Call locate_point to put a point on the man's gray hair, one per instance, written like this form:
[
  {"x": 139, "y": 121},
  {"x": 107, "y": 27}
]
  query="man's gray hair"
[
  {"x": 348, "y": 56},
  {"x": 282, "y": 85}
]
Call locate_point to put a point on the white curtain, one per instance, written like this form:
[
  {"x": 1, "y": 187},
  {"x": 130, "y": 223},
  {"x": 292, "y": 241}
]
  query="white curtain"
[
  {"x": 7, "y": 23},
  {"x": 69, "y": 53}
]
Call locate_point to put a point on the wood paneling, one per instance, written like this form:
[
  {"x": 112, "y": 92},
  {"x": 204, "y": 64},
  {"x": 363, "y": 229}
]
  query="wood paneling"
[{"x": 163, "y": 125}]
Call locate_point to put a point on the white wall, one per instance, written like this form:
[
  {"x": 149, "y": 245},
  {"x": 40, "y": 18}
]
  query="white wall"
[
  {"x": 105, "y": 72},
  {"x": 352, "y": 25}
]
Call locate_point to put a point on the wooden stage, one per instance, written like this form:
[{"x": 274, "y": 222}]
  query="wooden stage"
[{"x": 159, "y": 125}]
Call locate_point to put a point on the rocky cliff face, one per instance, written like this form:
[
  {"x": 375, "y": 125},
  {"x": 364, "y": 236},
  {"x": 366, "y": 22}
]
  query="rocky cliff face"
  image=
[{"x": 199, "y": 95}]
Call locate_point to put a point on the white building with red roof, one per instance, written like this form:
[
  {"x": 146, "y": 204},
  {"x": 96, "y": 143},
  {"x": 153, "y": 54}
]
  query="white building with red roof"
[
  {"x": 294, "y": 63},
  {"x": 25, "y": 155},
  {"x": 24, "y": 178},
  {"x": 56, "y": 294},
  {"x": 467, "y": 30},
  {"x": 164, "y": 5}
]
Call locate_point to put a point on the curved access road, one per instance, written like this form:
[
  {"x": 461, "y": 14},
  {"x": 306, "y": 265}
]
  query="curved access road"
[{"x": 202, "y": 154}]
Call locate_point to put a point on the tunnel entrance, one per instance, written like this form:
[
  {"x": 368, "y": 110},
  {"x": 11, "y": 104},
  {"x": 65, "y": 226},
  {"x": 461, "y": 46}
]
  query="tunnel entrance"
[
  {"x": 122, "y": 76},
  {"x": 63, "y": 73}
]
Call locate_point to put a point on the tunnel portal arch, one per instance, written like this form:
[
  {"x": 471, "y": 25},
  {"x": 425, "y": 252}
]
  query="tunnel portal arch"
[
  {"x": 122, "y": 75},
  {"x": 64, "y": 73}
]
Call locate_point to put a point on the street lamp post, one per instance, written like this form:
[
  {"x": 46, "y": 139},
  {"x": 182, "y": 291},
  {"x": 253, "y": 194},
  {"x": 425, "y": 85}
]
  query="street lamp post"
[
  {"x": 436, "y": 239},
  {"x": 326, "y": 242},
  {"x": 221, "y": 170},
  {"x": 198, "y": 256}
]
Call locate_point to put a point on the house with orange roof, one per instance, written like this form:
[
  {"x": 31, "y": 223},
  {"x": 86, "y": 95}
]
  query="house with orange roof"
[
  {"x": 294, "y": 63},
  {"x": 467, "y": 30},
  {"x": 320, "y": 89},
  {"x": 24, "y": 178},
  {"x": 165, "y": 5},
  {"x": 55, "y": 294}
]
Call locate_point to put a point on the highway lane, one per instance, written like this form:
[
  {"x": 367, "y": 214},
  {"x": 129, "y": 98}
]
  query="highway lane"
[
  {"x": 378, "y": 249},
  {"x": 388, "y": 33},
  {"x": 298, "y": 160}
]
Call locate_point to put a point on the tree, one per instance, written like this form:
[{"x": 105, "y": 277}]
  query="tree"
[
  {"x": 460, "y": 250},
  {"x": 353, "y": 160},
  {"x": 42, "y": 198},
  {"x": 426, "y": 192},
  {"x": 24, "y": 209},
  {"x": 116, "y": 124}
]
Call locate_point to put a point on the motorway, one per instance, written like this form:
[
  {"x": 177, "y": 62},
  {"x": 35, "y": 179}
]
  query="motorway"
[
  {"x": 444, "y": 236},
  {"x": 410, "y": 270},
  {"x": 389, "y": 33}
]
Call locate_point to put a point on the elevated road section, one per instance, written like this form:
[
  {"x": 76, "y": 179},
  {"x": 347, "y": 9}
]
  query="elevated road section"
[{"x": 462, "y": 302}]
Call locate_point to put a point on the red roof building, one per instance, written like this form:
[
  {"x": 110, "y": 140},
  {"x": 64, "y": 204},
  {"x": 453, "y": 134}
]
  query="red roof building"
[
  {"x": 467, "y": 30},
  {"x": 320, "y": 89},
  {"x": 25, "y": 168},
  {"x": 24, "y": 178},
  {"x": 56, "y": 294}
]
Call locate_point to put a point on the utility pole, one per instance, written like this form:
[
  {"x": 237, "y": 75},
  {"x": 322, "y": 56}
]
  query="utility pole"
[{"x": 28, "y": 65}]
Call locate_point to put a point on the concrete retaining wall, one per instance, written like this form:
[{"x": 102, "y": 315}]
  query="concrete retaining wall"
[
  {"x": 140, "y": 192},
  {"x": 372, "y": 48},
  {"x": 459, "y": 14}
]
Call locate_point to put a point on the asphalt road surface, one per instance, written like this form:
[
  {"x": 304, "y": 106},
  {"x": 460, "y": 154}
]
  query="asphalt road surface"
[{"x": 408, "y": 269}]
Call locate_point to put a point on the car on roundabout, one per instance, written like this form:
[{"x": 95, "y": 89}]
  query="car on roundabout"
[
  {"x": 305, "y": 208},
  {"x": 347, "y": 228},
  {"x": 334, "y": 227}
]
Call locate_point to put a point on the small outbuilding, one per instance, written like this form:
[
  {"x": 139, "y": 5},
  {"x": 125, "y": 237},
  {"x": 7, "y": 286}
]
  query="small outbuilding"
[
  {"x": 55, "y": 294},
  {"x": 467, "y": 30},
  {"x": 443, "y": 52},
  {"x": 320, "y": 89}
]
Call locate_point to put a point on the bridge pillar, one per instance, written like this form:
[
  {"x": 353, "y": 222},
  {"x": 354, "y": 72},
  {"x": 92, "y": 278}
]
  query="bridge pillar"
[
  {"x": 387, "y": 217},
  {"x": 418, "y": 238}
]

* WHAT IS REQUIRED
Please count up the lines above that include the string "cliff" and respond with the total alone.

* TASK ANSWER
2